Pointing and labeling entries
::::::::::

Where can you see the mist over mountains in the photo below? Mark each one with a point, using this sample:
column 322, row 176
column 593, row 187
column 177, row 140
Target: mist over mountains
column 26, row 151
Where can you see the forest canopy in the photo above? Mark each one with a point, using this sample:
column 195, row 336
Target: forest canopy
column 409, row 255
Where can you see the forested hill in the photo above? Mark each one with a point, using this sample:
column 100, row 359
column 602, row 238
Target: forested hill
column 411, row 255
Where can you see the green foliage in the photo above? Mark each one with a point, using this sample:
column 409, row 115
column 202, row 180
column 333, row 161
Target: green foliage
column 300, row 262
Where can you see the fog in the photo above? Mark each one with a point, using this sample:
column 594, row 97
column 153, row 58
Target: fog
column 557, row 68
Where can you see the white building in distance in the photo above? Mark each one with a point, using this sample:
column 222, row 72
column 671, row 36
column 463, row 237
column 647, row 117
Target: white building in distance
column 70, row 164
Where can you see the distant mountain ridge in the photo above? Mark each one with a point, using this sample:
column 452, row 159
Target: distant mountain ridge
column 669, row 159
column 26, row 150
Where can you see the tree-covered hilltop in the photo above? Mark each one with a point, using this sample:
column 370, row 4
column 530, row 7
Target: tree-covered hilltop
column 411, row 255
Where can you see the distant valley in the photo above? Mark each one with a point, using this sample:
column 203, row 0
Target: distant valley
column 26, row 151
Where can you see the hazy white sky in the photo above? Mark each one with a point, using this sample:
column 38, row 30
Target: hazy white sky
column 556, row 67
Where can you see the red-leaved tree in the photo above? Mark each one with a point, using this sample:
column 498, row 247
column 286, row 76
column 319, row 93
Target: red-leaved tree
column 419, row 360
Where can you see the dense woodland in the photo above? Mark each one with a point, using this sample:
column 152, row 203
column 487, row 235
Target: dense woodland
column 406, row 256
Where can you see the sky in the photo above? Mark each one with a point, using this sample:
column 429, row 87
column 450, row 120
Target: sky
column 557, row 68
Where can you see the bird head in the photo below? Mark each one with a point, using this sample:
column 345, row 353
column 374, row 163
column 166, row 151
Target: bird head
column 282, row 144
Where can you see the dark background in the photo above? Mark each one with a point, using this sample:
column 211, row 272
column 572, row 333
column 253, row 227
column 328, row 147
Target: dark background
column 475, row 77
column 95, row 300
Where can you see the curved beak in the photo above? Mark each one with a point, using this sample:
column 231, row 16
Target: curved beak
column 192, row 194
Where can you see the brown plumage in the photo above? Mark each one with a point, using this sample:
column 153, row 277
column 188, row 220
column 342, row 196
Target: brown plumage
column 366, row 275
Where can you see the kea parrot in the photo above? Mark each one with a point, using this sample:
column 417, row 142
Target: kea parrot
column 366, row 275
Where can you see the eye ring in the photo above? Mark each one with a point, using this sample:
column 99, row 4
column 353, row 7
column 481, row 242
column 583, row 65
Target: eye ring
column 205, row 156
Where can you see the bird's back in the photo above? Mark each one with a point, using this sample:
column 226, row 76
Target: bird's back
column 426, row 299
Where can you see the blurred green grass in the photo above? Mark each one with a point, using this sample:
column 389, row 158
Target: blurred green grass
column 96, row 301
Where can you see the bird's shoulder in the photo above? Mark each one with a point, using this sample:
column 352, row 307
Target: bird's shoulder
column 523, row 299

::::::::::

● **WHAT YOU ARE ASKED TO DO**: Format every line of the records above as a JSON list of strings, one string per line, omitting blank lines.

● **OUTPUT OF THE TASK**:
[
  "Where can you see the mist over mountains in the photo below? Mark each one with a point, using this sample:",
  "column 322, row 176",
  "column 593, row 187",
  "column 177, row 140",
  "Target: mist over mountains",
  "column 26, row 151",
  "Where can you see the forest canopy in the photo above? Mark each one with a point, using this sample:",
  "column 195, row 336",
  "Target: forest canopy",
  "column 409, row 255",
  "Where can you see the forested hill in the photo above? Mark each one with a point, using this sample:",
  "column 100, row 359",
  "column 602, row 238",
  "Target: forested hill",
  "column 411, row 255",
  "Where can you see the green foliage in the photo above? Mark each one with a point, using this sample:",
  "column 409, row 115",
  "column 202, row 180",
  "column 333, row 161",
  "Target: green foliage",
  "column 300, row 262",
  "Where can you see the fog in the photo above? Mark each one with a point, using this sample:",
  "column 594, row 97",
  "column 153, row 58",
  "Target: fog",
  "column 557, row 68",
  "Where can you see the white building in distance in the photo above? Mark each one with a point, using this sample:",
  "column 222, row 72",
  "column 671, row 36",
  "column 463, row 237",
  "column 647, row 117",
  "Target: white building in distance",
  "column 70, row 164",
  "Where can you see the distant mountain ridge in the photo above? Mark each one with a point, using this sample:",
  "column 452, row 159",
  "Target: distant mountain ridge",
  "column 669, row 159",
  "column 26, row 150",
  "Where can you see the tree-covered hilltop in the photo above? Mark each one with a point, using this sample:",
  "column 370, row 4",
  "column 530, row 7",
  "Target: tree-covered hilltop",
  "column 411, row 255",
  "Where can you see the distant valley in the photo above? Mark each one with a point, using this sample:",
  "column 203, row 0",
  "Target: distant valley",
  "column 26, row 151",
  "Where can you see the hazy white sky in the photo above? Mark each one with a point, using this sample:",
  "column 38, row 30",
  "Target: hazy white sky",
  "column 556, row 67",
  "Where can you see the red-leaved tree in the photo above? Mark each one with a point, using this sample:",
  "column 498, row 247",
  "column 286, row 76",
  "column 319, row 93",
  "Target: red-leaved tree",
  "column 419, row 360",
  "Where can you see the dense woodland in the photo above? Mark each one with a point, using this sample:",
  "column 152, row 203",
  "column 487, row 235",
  "Target: dense woodland",
  "column 406, row 256",
  "Where can you see the sky in the photo above? Mark each one with a point, using this sample:",
  "column 429, row 87",
  "column 450, row 120",
  "Target: sky",
  "column 557, row 68",
  "Where can you see the bird head in the photo below? Mark each one with a point, using this sample:",
  "column 345, row 353",
  "column 374, row 163",
  "column 166, row 151",
  "Target: bird head",
  "column 282, row 144",
  "Where can you see the dark background in the photo above? Mark each one with a point, using this sample:",
  "column 211, row 272",
  "column 572, row 333",
  "column 253, row 227",
  "column 328, row 147",
  "Target: dark background",
  "column 475, row 77",
  "column 95, row 300",
  "Where can you see the curved beak in the photo above? Mark each one with a point, using this sample:",
  "column 231, row 16",
  "Target: curved beak",
  "column 192, row 194",
  "Where can you see the brown plumage in the photo above? Mark each one with a point, using this sample:",
  "column 153, row 277",
  "column 188, row 220",
  "column 342, row 196",
  "Target: brown plumage",
  "column 366, row 275",
  "Where can you see the kea parrot in the photo above? Mark each one with a point, using this sample:",
  "column 417, row 142",
  "Target: kea parrot",
  "column 366, row 275",
  "Where can you see the eye ring in the photo above? Mark each one with a point, using this sample:",
  "column 99, row 4",
  "column 353, row 7",
  "column 481, row 242",
  "column 583, row 65",
  "Target: eye ring",
  "column 205, row 156",
  "Where can you see the bird's back in the photo above? Mark each one with a point, using this sample:",
  "column 226, row 76",
  "Target: bird's back",
  "column 426, row 299",
  "Where can you see the blurred green grass in the photo above? Mark each one with a point, using this sample:",
  "column 389, row 158",
  "Target: blurred green grass",
  "column 96, row 301",
  "Where can you see the bird's shoulder in the photo above? Mark each one with a point, using this sample:",
  "column 352, row 307",
  "Target: bird's shoulder",
  "column 523, row 299"
]